BRIEF. Copy the part of the listing below that runs from its start through the line containing "x=281, y=204", both ends included, with the notes kept in. Offset every coordinate in the answers by -60, leaving the numbers in the notes and their format samples unchanged.

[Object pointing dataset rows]
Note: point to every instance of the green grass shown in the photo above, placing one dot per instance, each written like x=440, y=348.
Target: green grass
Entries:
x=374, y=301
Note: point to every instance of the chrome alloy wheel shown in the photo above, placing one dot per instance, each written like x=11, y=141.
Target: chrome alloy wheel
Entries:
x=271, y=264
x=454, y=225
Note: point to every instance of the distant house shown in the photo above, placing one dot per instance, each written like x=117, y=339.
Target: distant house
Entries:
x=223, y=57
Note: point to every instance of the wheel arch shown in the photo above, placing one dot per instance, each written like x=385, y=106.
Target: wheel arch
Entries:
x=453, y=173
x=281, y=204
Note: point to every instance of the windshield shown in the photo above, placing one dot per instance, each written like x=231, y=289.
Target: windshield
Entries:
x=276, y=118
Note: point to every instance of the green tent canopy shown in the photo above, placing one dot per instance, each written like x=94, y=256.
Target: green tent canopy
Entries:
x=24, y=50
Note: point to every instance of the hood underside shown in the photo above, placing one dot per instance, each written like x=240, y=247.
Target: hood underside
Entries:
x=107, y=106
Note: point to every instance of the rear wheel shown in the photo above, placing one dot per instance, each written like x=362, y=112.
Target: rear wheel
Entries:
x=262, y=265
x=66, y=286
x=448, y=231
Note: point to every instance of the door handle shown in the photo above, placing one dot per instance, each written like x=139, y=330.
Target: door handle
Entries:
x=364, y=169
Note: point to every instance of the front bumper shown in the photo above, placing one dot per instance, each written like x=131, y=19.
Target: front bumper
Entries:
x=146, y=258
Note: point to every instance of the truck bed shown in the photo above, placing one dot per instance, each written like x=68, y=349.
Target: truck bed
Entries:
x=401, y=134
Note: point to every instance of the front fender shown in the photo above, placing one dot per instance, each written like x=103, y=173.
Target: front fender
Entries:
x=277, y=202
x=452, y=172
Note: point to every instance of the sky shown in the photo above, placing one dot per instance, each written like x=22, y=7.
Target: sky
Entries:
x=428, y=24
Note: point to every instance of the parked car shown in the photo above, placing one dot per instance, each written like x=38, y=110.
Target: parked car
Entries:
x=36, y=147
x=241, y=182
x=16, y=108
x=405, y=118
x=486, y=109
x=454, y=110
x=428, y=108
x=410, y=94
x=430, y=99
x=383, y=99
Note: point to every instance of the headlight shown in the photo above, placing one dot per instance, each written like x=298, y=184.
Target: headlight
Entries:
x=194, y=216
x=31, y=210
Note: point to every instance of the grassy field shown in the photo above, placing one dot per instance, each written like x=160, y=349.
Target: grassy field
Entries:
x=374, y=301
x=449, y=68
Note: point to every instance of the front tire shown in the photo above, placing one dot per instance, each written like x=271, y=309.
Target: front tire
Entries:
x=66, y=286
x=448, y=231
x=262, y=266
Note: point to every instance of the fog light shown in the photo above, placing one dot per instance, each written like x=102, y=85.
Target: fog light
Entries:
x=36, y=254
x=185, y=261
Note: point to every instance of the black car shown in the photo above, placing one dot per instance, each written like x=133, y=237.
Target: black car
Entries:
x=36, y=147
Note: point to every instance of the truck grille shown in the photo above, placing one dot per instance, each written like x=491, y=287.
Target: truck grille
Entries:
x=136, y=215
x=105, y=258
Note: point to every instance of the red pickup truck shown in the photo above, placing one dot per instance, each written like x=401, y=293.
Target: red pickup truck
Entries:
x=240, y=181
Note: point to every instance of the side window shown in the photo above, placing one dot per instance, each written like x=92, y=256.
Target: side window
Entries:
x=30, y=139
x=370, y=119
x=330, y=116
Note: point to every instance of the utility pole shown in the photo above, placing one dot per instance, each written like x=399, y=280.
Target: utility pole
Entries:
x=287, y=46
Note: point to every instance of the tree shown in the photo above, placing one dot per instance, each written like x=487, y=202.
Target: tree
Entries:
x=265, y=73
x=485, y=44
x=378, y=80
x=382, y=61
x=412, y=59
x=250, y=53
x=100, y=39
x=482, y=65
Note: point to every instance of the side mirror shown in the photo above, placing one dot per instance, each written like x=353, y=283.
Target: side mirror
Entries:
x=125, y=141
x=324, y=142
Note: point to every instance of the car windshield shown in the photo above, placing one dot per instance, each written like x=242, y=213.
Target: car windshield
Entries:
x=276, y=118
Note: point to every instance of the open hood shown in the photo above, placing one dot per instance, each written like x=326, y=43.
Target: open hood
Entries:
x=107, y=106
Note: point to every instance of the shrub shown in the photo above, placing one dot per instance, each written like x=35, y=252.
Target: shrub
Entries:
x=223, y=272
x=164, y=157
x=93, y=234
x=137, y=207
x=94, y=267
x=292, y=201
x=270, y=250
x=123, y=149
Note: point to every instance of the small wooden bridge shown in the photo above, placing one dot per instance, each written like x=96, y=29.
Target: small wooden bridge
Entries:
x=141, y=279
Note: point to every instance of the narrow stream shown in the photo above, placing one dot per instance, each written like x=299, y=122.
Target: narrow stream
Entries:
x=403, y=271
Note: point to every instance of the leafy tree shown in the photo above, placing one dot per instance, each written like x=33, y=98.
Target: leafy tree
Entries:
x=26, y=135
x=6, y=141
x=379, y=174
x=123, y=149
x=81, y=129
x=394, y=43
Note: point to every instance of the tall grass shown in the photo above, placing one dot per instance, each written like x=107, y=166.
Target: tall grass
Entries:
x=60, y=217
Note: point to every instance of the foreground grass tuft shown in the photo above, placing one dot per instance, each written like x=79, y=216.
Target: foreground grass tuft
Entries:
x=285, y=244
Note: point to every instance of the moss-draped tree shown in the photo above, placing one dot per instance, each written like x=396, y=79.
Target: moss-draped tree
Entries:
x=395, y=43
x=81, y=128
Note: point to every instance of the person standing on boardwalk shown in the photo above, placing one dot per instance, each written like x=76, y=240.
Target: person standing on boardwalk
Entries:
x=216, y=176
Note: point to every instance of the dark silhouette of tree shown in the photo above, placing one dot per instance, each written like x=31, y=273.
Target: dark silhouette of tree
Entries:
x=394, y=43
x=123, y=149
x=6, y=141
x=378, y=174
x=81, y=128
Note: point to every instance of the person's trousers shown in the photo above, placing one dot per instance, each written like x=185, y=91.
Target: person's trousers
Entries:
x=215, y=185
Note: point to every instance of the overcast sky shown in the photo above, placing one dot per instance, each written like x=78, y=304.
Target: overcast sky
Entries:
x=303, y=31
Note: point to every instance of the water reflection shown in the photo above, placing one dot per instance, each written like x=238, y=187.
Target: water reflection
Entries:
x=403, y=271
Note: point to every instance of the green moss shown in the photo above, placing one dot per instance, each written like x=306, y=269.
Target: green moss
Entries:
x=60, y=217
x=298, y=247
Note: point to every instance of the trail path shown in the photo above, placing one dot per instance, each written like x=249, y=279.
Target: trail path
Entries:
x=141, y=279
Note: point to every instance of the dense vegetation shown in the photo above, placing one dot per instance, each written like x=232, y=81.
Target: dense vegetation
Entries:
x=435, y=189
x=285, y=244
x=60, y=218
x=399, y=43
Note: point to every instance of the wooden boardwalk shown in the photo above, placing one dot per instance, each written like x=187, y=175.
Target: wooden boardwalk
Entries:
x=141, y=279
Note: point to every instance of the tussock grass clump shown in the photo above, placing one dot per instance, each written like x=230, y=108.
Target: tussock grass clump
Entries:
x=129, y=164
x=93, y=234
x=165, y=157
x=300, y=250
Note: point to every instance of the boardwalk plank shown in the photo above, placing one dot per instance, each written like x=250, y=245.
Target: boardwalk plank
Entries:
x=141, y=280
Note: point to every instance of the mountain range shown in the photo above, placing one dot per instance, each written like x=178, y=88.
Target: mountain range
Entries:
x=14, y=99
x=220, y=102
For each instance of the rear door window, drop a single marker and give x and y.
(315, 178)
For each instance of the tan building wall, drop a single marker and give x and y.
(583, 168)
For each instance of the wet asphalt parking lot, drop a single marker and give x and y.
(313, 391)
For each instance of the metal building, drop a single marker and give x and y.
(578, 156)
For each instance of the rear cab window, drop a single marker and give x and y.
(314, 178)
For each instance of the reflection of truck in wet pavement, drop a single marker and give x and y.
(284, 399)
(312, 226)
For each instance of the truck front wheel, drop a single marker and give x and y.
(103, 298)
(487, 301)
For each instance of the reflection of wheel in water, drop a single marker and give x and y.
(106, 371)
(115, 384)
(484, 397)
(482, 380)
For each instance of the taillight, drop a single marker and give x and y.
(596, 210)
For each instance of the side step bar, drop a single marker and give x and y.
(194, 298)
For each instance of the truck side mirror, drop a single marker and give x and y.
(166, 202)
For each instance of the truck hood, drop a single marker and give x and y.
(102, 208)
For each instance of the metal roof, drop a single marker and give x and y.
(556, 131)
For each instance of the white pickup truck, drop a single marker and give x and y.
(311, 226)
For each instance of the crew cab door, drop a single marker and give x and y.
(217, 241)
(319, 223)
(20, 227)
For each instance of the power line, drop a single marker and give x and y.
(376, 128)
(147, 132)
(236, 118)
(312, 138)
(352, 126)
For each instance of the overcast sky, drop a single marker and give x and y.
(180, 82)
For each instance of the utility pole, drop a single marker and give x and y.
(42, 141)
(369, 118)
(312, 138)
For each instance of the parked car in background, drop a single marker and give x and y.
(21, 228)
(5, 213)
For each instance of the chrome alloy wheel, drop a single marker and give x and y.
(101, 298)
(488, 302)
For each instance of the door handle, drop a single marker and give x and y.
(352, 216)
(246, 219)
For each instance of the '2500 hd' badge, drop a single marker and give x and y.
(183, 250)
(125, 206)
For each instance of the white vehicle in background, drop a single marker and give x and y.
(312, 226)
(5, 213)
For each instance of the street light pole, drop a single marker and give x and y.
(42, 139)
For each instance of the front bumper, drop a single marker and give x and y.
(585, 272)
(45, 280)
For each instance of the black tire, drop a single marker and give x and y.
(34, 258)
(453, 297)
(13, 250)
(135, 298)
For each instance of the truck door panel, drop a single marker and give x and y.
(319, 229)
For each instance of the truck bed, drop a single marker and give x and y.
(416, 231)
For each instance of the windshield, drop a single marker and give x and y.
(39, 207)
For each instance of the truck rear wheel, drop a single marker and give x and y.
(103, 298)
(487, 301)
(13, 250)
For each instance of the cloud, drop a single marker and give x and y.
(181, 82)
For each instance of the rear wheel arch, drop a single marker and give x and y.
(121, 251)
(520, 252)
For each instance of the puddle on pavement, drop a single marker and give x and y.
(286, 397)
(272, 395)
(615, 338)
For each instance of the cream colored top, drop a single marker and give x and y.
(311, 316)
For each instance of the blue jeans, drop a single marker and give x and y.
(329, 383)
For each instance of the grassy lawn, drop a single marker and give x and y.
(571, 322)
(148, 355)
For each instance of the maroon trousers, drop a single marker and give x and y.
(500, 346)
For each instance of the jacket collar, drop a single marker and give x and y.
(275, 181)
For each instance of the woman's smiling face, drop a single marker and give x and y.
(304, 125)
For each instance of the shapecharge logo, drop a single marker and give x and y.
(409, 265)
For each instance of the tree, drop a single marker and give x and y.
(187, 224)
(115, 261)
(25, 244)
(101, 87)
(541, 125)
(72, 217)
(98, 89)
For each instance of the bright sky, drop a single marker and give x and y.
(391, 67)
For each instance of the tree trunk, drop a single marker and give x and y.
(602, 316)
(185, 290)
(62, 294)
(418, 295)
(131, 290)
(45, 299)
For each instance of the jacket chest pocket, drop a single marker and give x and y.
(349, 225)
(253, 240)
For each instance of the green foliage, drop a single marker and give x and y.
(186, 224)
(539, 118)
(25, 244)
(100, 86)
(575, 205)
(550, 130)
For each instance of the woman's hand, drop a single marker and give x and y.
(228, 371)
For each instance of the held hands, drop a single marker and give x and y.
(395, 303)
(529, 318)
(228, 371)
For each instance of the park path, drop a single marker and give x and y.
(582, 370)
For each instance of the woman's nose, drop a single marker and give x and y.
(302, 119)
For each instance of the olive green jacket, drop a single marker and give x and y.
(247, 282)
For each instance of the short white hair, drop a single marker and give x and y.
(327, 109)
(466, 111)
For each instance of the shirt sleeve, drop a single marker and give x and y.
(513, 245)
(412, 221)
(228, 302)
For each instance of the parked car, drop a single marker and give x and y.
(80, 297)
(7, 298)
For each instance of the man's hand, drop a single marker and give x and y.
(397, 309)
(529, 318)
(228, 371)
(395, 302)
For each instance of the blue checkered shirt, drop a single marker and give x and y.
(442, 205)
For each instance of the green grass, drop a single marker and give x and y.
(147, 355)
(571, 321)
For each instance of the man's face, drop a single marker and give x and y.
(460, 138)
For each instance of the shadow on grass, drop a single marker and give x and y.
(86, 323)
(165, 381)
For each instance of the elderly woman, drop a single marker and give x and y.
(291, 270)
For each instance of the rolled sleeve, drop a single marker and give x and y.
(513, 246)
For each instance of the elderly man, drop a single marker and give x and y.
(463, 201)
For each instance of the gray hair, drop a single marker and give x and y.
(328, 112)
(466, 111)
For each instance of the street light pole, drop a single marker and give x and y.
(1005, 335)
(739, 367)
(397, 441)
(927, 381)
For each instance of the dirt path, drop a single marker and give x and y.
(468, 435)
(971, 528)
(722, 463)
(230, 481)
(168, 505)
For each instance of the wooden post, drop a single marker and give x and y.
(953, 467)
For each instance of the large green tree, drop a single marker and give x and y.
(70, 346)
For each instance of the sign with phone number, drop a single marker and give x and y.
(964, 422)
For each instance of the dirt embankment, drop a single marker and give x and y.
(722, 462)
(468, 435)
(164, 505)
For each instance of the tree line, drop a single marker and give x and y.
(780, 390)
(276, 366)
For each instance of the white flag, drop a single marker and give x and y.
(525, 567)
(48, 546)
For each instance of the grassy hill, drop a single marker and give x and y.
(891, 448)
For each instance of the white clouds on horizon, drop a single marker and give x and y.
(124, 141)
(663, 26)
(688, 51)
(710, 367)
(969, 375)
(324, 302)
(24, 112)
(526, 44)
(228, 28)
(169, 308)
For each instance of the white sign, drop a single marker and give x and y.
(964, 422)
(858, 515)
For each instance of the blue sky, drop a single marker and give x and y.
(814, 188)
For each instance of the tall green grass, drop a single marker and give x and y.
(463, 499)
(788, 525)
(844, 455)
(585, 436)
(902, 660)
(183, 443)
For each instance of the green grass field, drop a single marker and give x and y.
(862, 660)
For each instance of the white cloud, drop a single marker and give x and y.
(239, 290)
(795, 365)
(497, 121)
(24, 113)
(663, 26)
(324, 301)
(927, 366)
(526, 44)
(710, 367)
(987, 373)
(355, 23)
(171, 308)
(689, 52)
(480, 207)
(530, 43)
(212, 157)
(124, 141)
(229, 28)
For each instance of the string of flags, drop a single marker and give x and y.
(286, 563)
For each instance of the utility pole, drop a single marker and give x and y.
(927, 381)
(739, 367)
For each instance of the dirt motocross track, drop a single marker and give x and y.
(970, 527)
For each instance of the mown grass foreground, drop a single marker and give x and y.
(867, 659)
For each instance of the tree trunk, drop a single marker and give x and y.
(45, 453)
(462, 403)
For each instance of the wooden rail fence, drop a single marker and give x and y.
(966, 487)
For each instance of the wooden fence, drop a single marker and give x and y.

EXERCISE OUTPUT.
Note: point to every instance of the green grass shown in the photo above, placing one dot per instance, each written like x=440, y=348.
Target: green grass
Entries:
x=314, y=241
Note: point to every instance of the chrome alloy wheel shown in the photo above, placing one dot per instance, each written like x=11, y=141.
Target: chrome alloy wheel
Entries:
x=211, y=204
x=394, y=165
Note: point to every instance of the distant house shown in the photo above, placing one dot per instance, each written like x=117, y=339.
Target: distant house
Entries:
x=163, y=-3
Note: point to every instance of the wheel arch shown in the photo above, placing one dot per instance, each written like x=385, y=106.
Target: wheel arch
Entries:
x=393, y=113
x=221, y=144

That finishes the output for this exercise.